On 2025-06-15 20:35, Greg KH wrote:
> On Sat, Jun 14, 2025 at 07:53:34AM -0700, Marc Herbert wrote:
>>> the kernel relies on this not being "optimized away" by the compiler
>>> in many places.
>>
>> I think "undefined behavior" is the more general topic, more important
>> than null pointer checks specifically?
> 
> Is this really "undefined behaviour"? 

This is apparently debatable:

https://stackoverflow.com/questions/26906621/does-struct-name-null-b-cause-undefined-behaviour-in-c11

Also note: https://blog.llvm.org/2011/05/what-every-c-programmer-should-know.html

  Dereferencing a NULL Pointer: contrary to popular belief,
  dereferencing a null pointer in C is undefined. [...] NULL pointer
  dereferences being undefined enables a broad range of optimizations
  [...]  This significantly punishes scheduling and other
  optimizations. In C-based languages, NULL being undefined enables a
  large number of simple scalar optimizations that are exposed as a
  result of macro expansion and inlining.

___

▶ **To do**:
**a)** Using the thread excerpt, explain in one to three sentences why treating a null pointer dereference as undefined in C benefits the compiler.
**b)** Print the part of the thread excerpt starting with "On 2025-06-15 20:35, Greg" and going on through "pointer checks specifically?".

___

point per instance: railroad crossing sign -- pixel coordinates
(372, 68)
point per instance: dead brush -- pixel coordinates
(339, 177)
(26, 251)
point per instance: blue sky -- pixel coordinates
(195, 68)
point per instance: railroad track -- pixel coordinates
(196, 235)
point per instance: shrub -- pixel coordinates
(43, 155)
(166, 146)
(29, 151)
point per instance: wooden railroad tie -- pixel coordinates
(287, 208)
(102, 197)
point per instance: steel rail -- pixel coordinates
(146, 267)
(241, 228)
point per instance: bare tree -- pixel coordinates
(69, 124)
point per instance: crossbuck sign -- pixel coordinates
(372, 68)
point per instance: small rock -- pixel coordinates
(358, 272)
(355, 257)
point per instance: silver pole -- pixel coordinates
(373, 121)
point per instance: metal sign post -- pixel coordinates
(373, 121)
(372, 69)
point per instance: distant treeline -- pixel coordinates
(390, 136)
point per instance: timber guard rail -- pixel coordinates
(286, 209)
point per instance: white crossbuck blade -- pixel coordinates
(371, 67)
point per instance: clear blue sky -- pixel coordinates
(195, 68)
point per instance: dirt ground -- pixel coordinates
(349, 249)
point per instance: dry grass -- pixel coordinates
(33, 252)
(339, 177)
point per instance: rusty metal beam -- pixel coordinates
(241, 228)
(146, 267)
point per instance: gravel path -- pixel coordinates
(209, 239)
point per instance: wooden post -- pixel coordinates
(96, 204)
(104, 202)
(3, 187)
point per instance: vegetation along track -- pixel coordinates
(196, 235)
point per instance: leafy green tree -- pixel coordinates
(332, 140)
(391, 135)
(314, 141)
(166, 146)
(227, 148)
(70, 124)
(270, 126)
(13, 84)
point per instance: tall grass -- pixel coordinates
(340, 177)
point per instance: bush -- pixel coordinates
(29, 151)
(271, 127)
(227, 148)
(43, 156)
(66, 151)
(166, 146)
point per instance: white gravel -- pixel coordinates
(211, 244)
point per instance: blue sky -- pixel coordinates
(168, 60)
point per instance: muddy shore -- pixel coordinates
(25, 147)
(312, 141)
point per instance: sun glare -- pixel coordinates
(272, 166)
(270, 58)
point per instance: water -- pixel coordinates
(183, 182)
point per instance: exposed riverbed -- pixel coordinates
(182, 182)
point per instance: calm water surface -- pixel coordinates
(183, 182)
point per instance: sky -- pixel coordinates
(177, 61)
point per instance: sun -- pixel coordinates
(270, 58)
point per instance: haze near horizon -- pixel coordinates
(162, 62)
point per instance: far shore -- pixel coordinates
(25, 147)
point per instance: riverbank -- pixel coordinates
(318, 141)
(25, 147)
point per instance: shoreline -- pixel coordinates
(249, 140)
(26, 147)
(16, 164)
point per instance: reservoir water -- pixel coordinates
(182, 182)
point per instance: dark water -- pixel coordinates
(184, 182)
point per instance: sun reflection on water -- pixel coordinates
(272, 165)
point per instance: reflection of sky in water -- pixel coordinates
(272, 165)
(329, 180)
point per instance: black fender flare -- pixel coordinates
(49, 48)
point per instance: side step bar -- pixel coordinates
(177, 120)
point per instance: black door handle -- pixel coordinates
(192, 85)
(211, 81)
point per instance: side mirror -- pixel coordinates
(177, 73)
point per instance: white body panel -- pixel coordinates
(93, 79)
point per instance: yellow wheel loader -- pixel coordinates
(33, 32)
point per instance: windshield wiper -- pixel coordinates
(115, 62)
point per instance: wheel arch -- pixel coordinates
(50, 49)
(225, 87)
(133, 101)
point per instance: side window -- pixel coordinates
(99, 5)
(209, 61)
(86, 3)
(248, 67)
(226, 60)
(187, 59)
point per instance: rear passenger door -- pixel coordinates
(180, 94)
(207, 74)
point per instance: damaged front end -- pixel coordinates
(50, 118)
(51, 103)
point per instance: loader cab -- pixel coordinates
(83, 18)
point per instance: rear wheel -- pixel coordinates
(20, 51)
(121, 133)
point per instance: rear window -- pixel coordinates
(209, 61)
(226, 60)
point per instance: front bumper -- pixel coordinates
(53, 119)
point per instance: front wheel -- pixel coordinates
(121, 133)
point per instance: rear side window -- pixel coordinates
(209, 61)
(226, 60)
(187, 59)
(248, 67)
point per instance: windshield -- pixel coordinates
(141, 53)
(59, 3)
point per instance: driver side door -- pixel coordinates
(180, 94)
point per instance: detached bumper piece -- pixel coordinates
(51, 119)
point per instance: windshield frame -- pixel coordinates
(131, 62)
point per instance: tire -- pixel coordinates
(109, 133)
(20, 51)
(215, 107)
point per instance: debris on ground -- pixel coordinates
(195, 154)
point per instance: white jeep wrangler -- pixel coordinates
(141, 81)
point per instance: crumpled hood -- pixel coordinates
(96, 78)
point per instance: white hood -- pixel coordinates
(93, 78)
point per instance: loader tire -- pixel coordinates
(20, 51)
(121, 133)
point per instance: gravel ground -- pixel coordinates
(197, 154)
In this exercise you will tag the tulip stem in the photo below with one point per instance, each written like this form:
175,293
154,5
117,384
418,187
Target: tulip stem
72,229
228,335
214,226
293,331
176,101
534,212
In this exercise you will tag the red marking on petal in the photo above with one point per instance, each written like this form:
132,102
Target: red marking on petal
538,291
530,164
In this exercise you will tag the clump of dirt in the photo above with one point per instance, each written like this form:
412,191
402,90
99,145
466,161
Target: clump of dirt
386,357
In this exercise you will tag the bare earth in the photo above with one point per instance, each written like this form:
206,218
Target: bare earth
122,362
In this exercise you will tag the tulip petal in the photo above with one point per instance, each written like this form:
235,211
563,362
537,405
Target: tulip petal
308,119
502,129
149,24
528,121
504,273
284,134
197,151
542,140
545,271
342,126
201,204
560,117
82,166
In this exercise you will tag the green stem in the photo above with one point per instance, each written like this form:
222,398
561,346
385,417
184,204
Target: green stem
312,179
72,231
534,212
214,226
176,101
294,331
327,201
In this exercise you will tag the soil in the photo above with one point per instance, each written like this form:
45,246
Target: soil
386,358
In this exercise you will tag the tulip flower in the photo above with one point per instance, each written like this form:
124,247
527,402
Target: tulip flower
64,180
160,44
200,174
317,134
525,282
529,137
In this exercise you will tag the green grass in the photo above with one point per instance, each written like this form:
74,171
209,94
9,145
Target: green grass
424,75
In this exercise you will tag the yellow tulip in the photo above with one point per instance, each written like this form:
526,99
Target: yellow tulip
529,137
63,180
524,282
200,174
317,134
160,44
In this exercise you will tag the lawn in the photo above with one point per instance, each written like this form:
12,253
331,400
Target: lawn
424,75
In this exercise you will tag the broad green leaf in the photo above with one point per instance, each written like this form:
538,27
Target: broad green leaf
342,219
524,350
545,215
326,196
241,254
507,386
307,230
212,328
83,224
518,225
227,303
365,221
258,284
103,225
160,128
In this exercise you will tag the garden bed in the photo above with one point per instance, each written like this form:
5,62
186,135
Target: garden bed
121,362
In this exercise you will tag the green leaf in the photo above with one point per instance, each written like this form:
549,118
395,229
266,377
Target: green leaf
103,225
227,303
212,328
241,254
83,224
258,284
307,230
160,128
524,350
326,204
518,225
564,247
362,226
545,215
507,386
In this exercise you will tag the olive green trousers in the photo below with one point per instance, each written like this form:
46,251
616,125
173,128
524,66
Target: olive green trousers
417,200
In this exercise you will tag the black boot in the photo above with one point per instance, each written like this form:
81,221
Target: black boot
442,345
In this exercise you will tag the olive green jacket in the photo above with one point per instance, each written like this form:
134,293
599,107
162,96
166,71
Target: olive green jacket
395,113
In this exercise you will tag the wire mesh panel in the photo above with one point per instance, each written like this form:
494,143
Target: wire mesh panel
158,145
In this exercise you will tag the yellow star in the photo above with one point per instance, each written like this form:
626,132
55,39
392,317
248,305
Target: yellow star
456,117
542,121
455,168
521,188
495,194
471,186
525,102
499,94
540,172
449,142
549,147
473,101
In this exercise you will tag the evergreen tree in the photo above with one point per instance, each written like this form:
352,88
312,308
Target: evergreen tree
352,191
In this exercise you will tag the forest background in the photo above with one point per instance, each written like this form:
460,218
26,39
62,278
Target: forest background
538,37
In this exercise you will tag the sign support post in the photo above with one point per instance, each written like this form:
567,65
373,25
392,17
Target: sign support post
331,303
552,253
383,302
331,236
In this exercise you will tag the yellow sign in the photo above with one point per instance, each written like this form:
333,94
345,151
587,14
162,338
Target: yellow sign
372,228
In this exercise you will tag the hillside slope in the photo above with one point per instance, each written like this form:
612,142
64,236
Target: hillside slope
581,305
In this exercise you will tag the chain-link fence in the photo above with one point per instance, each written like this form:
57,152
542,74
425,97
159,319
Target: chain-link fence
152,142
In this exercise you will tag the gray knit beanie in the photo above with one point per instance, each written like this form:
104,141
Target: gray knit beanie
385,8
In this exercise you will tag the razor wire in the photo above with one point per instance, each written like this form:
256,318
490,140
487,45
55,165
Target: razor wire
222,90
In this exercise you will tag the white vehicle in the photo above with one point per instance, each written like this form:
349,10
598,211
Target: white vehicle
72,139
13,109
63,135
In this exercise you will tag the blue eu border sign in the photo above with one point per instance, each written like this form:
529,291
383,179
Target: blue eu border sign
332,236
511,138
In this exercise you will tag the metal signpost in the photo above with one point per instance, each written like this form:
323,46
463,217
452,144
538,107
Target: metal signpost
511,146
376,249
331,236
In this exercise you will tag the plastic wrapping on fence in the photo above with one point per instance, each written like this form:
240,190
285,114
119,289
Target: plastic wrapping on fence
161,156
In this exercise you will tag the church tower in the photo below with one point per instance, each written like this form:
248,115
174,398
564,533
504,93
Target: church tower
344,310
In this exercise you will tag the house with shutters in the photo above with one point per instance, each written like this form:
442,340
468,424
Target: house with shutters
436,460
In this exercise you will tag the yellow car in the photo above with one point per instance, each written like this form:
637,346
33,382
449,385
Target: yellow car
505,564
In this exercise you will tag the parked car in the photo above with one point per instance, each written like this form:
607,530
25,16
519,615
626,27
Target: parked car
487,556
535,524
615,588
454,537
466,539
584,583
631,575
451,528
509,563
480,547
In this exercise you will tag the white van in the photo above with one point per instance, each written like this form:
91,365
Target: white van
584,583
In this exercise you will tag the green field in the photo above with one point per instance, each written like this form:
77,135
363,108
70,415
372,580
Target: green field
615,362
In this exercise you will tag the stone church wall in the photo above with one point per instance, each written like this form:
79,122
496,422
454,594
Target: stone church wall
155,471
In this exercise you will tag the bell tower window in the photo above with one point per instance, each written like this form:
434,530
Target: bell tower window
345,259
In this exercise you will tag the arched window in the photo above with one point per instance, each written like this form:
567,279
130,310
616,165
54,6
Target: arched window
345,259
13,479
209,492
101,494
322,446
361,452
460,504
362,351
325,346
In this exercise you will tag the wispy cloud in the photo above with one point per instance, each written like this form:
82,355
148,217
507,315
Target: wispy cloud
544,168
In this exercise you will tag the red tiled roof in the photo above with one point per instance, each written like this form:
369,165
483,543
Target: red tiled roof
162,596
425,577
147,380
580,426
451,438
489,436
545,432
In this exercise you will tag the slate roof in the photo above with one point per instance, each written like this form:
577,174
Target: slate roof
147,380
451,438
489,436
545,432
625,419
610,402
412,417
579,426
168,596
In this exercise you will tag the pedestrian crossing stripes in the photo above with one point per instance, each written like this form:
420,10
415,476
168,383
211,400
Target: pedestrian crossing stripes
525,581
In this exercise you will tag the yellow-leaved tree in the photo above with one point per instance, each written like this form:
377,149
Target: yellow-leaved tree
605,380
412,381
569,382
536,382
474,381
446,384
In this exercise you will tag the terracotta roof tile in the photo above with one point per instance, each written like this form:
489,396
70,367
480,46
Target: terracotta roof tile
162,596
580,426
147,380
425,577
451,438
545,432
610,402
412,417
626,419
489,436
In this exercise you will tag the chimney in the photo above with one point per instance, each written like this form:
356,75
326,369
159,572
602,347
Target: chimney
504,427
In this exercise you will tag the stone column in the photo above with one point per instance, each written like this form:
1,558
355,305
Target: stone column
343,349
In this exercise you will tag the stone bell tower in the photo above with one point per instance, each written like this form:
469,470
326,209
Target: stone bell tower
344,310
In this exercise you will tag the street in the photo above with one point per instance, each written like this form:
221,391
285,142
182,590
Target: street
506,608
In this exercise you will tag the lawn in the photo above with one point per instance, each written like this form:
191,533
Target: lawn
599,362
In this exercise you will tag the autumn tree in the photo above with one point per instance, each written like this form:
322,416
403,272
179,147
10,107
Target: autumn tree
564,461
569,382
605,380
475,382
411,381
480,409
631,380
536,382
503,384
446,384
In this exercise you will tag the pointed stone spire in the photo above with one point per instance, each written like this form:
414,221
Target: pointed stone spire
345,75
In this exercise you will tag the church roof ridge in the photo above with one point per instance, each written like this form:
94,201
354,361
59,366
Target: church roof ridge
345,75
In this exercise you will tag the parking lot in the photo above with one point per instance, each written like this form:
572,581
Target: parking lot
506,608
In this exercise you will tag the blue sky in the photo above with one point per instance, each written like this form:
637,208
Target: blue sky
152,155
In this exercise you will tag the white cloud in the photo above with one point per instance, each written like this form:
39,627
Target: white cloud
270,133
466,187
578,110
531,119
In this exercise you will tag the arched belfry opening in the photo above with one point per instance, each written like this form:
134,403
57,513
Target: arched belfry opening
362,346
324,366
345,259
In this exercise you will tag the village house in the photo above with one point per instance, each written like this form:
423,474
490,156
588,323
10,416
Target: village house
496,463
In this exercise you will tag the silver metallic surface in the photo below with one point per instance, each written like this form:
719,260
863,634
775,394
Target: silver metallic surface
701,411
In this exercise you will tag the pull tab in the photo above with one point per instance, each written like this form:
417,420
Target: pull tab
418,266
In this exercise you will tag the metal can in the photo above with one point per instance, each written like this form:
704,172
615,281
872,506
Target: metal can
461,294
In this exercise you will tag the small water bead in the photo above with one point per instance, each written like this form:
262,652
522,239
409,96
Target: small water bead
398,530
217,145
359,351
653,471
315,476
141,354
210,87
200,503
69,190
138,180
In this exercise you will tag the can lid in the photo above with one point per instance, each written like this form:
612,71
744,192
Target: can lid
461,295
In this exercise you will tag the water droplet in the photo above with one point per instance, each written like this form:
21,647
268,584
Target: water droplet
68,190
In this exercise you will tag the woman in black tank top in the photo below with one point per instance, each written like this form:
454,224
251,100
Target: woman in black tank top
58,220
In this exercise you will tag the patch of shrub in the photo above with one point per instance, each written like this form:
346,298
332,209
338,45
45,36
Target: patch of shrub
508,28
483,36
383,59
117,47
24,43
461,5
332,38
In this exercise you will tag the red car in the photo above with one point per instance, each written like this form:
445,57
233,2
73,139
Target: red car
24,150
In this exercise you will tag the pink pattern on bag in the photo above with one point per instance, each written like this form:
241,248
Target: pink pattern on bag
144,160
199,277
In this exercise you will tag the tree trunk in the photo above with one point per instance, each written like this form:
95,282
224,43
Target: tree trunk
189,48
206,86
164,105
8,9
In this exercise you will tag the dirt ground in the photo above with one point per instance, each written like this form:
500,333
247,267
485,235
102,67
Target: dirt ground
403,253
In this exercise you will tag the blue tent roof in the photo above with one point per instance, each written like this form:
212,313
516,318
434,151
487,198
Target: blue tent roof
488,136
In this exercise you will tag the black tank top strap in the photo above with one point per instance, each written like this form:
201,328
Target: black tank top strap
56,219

___

▶ **Solutions to the tasks**:
**a)** Because a null pointer dereference is undefined, the compiler can apply a broad range of optimizations. In C-based languages this allows many simple scalar optimizations that are exposed by macro expansion and inlining. Without them, scheduling and other optimizations would suffer significantly.

**b)**
On 2025-06-15 20:35, Greg KH wrote:
> On Sat, Jun 14, 2025 at 07:53:34AM -0700, Marc Herbert wrote:
>>> the kernel relies on this not being "optimized away" by the compiler
>>> in many places.
>>
>> I think "undefined behavior" is the more general topic, more important
>> than null pointer checks specifically?